Set exercise: Copy every one of the following items word for word, keeping each line unchanged.

Record excerpts:
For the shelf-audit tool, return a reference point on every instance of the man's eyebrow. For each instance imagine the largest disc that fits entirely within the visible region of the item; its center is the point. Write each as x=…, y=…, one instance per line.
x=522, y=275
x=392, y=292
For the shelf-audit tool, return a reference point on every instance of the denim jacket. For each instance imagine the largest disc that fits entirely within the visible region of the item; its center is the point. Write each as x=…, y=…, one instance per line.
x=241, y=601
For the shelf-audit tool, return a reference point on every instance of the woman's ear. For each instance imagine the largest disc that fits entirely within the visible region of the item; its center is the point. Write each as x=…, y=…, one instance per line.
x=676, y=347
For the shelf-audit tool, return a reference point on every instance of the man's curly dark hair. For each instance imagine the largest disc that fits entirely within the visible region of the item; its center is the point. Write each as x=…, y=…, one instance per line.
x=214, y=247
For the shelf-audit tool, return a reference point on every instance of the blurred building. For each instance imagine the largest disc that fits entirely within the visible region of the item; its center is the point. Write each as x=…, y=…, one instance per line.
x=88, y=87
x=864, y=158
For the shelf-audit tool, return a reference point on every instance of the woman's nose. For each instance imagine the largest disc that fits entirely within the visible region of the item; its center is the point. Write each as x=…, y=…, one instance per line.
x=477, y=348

Complete answer:
For the shelf-audit tool, return a reference point on every instance of the man's eyebrow. For each instance imagine the largest disc that fits entirely within the visible region of the item; its center is the point. Write each as x=…, y=…, one instance per line.
x=522, y=275
x=392, y=292
For the shelf-audit tool, return a reference point on every instance of the denim jacket. For each instance imagine the largest disc that fits entirely within the visible region of the item; its center is the point. Write each as x=…, y=…, one instance per line.
x=241, y=601
For the shelf-audit tool, return a reference point on every instance of the woman's ear. For each instance imagine the largest disc that fits entirely within the visible region of the item; its center is the point. Write each as x=…, y=…, one instance per line.
x=676, y=347
For the shelf-audit tool, return a reference point on every instance of the man's curly dark hair. For each instance imagine the largest disc that fits entirely within the visible region of the item; its center is the point. Write each as x=…, y=…, one instance per line.
x=214, y=247
For the shelf-audit tool, return a reference point on every instance of the blurred building. For each instance imagine the largest disc that fits entirely within the visible region of the item; its center is the point. Write each as x=…, y=…, one instance per line.
x=88, y=87
x=864, y=158
For the shelf-audit tool, return a reference point on every instance of the woman's nose. For each instance imagine the largest disc that fits entirely within the visible region of the item; its center is the point. Write each as x=…, y=…, one instance per line.
x=477, y=348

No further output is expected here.